Pointing dataset records
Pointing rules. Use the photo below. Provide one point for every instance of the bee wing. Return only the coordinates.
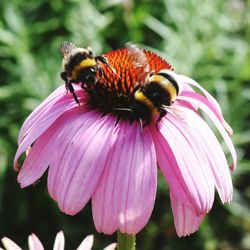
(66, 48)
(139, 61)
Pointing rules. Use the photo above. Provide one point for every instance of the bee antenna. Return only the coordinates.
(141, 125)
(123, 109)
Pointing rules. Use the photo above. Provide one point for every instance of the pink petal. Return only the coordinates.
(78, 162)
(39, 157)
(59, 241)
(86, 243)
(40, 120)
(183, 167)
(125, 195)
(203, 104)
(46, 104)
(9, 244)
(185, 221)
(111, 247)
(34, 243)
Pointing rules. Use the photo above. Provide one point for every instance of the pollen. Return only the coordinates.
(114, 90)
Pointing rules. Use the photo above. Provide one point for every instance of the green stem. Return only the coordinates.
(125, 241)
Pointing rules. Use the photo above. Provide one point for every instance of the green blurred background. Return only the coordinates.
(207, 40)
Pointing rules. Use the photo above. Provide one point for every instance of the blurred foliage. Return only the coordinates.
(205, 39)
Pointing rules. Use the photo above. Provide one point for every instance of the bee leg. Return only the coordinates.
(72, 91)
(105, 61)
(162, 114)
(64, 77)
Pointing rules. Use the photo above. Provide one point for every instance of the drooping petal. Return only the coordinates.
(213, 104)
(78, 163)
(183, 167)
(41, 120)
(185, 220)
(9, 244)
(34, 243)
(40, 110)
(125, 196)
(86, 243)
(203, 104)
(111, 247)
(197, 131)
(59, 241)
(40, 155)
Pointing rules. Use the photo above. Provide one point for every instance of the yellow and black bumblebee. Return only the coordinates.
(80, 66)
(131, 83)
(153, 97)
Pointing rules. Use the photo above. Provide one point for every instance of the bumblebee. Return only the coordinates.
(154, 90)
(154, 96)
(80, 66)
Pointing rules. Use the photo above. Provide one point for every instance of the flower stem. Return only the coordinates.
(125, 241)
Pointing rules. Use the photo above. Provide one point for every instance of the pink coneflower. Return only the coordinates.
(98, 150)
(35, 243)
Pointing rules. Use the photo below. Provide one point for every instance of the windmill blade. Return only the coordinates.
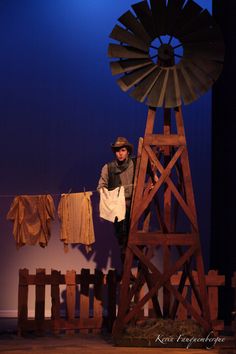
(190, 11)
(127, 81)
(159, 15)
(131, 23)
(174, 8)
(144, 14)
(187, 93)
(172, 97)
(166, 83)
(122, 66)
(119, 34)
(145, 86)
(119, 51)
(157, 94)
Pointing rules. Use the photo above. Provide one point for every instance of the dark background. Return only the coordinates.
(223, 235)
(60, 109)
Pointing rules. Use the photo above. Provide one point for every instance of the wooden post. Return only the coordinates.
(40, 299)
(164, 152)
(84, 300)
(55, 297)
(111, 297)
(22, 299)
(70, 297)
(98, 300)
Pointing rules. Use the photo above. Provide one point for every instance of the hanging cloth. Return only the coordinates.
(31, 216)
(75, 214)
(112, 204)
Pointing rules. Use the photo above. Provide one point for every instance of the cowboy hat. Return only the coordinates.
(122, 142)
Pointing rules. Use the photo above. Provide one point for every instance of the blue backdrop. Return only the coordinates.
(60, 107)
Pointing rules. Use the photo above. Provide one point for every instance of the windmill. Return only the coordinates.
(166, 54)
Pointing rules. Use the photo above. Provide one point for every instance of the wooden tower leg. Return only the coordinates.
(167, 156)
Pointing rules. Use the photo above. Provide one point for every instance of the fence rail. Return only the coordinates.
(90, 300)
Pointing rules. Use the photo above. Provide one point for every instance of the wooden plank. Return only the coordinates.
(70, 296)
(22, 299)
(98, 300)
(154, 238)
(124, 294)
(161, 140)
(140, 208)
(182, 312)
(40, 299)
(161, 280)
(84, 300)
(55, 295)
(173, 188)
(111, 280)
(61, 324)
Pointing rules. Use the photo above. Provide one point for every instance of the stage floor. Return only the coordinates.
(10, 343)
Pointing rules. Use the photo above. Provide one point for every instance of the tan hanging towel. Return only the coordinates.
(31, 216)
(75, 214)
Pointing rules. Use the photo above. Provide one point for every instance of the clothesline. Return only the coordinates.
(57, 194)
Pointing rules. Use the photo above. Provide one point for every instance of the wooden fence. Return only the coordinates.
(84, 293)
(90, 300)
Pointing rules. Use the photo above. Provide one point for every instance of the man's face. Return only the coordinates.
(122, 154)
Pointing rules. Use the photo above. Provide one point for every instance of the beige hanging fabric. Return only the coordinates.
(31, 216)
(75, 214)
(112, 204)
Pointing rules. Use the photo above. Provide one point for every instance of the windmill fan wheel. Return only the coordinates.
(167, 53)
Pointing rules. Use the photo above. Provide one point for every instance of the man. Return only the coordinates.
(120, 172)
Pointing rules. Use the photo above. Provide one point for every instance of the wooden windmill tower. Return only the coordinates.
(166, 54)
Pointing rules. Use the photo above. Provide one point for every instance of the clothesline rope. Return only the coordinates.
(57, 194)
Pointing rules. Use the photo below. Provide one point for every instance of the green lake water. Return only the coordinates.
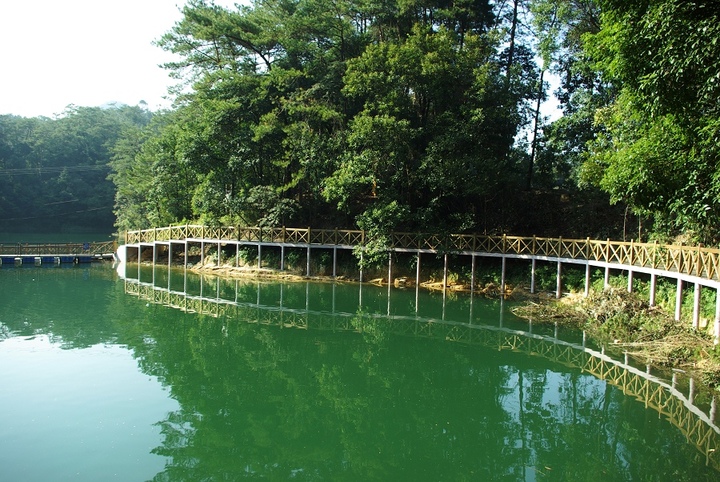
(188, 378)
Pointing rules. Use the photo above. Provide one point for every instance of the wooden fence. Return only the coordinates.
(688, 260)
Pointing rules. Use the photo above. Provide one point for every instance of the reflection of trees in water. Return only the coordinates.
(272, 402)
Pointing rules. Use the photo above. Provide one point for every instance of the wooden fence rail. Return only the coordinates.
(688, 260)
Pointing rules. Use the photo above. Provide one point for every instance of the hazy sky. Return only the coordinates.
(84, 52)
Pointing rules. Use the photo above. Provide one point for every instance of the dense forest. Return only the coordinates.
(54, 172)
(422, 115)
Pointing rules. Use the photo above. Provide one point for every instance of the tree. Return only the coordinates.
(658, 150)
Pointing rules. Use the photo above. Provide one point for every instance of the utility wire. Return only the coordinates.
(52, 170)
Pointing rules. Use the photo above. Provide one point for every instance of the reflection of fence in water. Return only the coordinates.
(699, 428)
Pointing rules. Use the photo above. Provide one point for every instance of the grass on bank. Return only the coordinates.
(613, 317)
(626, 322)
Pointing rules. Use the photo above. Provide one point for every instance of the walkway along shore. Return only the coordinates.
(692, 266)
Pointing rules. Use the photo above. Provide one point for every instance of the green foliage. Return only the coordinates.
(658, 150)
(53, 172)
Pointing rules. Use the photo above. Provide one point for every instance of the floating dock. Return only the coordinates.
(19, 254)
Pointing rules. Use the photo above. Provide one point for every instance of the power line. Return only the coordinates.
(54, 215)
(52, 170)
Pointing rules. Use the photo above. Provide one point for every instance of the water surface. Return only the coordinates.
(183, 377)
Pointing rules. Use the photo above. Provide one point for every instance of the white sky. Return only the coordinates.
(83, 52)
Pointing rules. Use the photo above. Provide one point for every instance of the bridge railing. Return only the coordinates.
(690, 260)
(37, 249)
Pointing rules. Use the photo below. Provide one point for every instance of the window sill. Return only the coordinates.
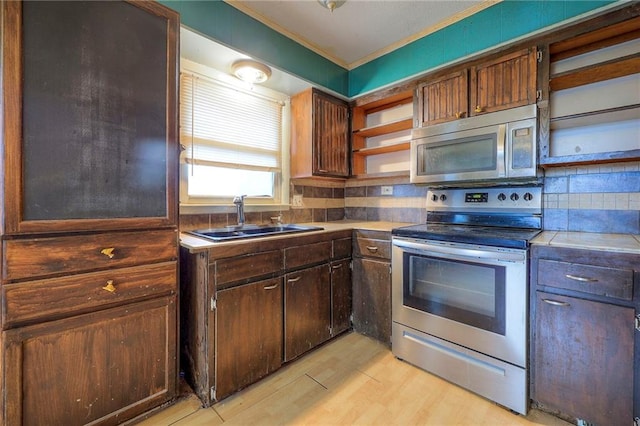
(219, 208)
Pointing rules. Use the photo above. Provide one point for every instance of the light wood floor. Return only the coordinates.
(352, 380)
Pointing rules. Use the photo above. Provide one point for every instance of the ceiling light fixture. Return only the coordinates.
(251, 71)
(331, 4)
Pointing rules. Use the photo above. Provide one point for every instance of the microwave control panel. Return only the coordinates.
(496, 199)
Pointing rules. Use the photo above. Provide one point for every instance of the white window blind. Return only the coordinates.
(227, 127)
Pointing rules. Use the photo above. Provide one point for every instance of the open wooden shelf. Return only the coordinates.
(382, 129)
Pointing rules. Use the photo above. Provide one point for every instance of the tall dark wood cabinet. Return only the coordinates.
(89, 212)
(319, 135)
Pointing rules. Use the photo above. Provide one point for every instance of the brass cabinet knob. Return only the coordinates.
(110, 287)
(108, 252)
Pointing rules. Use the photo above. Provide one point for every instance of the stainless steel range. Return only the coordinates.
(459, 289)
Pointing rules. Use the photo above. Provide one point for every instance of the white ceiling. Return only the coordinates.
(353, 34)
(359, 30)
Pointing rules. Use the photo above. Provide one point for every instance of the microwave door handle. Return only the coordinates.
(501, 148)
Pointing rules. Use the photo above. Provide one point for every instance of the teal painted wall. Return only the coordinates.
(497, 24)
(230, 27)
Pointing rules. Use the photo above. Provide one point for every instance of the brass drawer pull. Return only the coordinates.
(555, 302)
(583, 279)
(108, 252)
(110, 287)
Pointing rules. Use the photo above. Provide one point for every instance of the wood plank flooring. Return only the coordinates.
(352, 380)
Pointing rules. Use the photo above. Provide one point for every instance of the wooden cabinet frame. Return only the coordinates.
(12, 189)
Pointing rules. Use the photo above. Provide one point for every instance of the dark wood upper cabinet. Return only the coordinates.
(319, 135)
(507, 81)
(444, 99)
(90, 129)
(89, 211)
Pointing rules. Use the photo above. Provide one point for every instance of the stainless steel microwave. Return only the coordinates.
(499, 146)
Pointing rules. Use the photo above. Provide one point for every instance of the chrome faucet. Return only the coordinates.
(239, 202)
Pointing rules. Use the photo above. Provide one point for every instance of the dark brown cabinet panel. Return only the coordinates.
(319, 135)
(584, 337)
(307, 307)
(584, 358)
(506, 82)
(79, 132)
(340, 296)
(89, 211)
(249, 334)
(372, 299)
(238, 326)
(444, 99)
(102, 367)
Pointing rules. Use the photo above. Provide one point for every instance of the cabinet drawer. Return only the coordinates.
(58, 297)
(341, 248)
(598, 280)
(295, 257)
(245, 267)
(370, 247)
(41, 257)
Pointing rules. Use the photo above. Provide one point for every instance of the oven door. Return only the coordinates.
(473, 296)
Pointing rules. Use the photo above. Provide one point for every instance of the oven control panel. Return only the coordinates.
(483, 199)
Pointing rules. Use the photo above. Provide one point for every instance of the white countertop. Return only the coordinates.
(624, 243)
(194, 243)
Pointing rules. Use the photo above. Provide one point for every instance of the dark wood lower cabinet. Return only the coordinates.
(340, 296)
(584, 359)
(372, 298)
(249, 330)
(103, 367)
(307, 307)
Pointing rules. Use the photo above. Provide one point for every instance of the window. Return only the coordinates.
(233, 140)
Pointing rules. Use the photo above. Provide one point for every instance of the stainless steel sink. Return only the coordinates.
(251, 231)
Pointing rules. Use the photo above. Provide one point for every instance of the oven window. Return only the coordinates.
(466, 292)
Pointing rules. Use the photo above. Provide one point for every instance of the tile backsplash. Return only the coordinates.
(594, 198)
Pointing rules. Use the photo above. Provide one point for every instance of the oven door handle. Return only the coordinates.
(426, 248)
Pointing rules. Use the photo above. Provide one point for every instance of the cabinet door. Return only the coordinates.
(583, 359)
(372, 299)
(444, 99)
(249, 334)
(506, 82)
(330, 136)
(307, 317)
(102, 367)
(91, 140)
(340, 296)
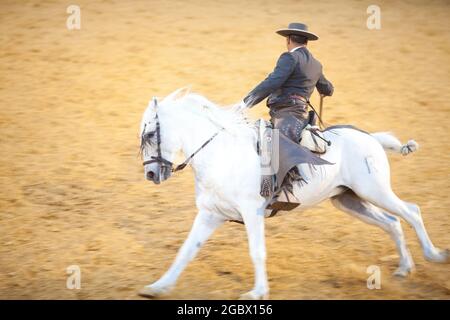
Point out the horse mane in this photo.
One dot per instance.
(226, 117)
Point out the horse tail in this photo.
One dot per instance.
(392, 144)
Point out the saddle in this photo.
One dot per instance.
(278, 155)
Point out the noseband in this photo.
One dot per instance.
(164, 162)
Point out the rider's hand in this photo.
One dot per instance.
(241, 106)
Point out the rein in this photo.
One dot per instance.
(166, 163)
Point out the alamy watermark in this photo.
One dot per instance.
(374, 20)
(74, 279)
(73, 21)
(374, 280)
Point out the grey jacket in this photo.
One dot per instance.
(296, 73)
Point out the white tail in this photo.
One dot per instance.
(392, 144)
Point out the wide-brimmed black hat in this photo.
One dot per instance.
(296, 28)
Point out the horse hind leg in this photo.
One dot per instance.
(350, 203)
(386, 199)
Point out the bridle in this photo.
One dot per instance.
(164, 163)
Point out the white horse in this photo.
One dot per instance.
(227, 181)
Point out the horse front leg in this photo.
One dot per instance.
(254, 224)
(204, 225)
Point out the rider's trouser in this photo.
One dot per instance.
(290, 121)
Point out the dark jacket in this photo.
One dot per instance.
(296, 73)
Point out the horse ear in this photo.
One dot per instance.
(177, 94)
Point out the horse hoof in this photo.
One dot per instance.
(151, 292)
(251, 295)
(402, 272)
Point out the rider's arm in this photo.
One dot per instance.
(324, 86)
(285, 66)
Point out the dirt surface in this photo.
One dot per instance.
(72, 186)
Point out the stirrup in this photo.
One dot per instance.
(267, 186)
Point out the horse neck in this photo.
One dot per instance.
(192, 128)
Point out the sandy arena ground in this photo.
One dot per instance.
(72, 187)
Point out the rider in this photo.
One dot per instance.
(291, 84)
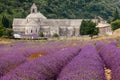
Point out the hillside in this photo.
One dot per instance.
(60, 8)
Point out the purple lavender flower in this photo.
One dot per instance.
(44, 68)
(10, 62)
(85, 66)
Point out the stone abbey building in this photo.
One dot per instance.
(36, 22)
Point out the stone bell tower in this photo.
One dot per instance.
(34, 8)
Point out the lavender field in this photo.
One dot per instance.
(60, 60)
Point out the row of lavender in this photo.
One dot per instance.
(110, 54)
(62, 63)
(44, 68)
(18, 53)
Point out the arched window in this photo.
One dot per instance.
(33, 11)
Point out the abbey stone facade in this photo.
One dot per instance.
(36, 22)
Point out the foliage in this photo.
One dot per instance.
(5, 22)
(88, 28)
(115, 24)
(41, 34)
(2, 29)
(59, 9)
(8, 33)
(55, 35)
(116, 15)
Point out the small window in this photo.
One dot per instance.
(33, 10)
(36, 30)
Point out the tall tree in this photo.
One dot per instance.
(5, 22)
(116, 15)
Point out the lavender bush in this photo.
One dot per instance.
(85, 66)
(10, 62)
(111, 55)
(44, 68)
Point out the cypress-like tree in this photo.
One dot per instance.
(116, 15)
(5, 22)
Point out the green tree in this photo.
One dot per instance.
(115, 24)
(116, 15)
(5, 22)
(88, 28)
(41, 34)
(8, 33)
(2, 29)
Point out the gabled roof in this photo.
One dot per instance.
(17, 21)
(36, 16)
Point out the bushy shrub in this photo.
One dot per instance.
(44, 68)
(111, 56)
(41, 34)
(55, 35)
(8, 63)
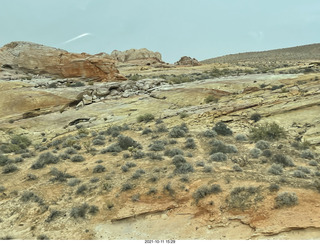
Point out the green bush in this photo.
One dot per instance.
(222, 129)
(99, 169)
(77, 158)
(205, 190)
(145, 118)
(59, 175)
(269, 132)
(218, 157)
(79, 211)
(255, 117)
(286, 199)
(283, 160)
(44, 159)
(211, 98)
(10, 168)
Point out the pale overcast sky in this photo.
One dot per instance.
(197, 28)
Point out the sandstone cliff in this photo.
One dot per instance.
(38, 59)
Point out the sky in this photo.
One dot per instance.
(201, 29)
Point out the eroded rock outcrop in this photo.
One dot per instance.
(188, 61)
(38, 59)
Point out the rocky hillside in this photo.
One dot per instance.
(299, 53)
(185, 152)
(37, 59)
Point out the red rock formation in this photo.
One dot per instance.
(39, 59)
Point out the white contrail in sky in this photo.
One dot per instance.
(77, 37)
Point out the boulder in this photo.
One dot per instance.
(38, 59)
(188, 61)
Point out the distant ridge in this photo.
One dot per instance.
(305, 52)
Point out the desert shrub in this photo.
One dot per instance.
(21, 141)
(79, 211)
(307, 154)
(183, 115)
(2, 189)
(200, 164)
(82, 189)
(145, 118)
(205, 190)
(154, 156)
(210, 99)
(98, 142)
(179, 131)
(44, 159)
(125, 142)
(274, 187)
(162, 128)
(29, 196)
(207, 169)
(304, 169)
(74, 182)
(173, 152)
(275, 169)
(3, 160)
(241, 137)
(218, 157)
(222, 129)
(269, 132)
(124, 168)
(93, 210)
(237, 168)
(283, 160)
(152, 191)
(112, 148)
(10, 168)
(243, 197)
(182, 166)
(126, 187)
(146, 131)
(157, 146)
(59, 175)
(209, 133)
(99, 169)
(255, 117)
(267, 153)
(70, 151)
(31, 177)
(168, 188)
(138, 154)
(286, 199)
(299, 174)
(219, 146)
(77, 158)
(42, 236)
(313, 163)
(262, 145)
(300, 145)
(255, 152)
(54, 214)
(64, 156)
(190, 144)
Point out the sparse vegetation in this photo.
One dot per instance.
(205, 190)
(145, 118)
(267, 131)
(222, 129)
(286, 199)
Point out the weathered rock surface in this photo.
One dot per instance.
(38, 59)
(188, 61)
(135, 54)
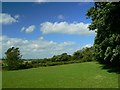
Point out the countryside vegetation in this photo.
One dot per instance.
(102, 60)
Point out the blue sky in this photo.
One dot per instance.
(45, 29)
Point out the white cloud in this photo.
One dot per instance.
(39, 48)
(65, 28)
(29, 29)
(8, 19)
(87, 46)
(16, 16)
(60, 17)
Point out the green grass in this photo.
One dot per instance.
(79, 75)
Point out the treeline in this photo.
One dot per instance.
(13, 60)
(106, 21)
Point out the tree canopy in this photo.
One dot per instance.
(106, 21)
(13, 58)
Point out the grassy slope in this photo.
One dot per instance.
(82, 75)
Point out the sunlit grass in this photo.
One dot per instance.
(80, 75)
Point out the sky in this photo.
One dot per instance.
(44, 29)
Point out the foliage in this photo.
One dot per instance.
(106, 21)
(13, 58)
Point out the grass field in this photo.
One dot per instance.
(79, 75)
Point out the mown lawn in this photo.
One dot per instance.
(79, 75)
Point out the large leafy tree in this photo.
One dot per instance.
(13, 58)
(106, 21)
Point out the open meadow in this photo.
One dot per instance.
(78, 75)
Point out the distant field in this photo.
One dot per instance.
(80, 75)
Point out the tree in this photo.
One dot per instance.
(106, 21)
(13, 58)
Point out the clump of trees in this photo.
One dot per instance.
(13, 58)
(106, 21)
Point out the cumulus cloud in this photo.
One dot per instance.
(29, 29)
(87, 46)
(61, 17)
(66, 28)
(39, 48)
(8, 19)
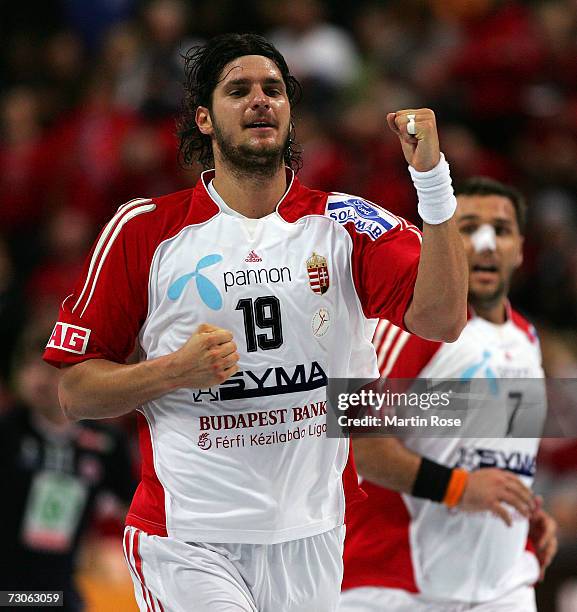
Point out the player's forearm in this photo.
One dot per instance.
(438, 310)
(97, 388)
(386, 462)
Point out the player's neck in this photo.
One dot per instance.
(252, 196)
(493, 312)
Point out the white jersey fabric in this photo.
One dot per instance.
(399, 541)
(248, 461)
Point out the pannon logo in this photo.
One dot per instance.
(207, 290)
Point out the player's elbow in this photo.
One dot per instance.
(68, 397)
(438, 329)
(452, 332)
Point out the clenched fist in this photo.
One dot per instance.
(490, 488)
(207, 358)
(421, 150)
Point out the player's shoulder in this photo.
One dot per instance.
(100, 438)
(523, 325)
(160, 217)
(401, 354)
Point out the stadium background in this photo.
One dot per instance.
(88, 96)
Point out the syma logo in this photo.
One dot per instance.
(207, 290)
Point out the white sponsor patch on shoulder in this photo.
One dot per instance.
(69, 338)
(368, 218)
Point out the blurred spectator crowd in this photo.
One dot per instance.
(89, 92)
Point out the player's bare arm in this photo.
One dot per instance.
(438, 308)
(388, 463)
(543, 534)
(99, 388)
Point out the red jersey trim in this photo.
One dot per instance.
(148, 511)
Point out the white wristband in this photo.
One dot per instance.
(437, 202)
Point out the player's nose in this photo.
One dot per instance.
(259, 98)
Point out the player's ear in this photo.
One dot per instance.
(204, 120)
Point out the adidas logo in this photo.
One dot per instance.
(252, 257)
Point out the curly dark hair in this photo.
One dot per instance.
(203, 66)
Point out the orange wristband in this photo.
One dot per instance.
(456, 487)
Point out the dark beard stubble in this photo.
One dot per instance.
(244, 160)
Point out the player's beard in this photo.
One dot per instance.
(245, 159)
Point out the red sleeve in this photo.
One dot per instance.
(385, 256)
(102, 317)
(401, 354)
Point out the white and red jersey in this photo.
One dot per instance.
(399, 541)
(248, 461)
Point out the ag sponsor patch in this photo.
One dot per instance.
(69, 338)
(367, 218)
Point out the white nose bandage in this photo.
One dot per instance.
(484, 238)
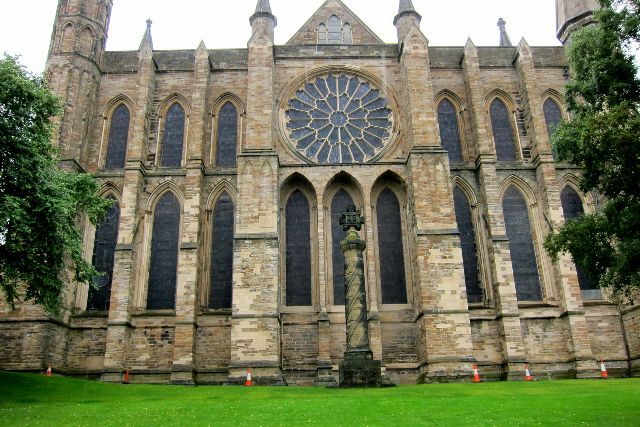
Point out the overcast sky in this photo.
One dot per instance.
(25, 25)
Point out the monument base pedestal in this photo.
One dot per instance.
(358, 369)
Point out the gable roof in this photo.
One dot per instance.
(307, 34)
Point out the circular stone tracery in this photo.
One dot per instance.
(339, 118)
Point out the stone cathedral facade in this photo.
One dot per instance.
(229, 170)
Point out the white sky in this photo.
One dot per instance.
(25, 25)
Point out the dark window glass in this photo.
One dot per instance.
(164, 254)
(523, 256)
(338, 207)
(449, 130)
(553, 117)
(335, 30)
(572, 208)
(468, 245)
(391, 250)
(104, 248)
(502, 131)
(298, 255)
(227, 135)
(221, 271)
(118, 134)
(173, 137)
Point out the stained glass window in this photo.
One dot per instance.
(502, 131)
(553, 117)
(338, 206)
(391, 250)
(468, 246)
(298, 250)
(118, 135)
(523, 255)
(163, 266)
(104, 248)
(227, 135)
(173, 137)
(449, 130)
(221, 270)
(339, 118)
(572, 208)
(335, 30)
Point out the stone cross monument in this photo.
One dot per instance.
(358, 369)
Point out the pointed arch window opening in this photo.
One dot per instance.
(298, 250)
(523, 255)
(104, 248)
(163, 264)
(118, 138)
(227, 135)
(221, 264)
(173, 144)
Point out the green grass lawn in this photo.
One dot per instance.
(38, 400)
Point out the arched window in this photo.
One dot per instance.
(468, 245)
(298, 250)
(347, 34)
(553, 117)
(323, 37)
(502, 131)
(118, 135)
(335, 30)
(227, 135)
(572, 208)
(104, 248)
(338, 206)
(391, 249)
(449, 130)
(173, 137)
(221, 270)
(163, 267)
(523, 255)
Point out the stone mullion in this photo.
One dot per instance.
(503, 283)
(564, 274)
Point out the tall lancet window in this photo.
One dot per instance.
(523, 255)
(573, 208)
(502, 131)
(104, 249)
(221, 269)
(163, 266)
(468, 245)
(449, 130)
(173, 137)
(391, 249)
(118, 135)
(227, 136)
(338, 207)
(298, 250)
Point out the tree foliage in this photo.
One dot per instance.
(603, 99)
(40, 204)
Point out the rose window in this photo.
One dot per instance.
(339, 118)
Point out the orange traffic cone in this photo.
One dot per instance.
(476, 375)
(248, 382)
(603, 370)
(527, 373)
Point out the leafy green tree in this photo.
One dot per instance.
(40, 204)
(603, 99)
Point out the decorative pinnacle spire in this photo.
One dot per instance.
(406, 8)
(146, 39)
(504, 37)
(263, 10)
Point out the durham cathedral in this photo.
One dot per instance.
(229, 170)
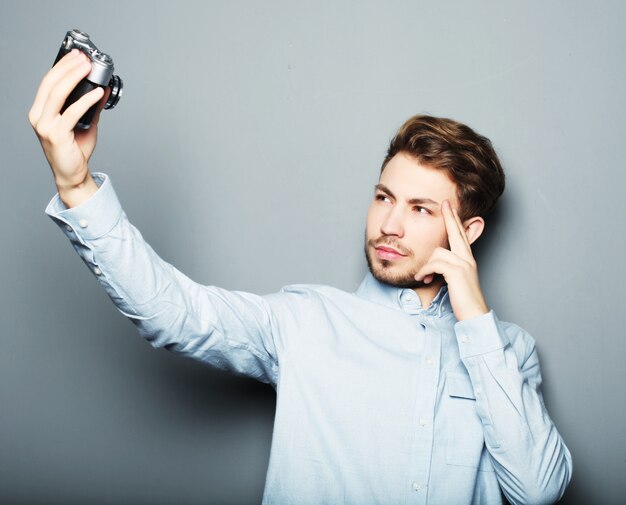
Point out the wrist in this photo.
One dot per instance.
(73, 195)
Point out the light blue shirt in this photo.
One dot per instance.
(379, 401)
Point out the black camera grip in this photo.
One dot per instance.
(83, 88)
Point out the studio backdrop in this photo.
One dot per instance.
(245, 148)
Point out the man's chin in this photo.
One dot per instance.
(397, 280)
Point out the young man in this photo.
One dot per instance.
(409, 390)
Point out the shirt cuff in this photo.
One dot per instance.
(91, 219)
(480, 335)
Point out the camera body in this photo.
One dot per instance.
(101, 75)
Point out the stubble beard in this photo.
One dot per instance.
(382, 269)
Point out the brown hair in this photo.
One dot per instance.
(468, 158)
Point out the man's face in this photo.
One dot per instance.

(Given problem)
Go back to the data above and please quote exactly, and only, the lines from the line with "Point out the light blue shirt in this photo." through its last line.

(Answer to the exercise)
Point out the light blue shirt in this photo.
One dot per instance.
(379, 401)
Point out the black camera grip in this photo.
One dot per instance.
(83, 88)
Point out the studio backdrop in this photo.
One dot per instance.
(245, 148)
Point out the man's chin in this photo.
One dot per instance.
(397, 280)
Point out the young man in this photo.
One dot per instance.
(409, 390)
Point out the shirt cuff in this photo.
One dot per instance.
(91, 219)
(480, 335)
Point out the camera body in this photo.
One dot per instance.
(101, 75)
Point out the stubble beard in this photo.
One dot per instance.
(382, 269)
Point out the brown hair in this photo.
One dot per instance.
(468, 158)
Point out the man's face in this photo.
One dot per instance.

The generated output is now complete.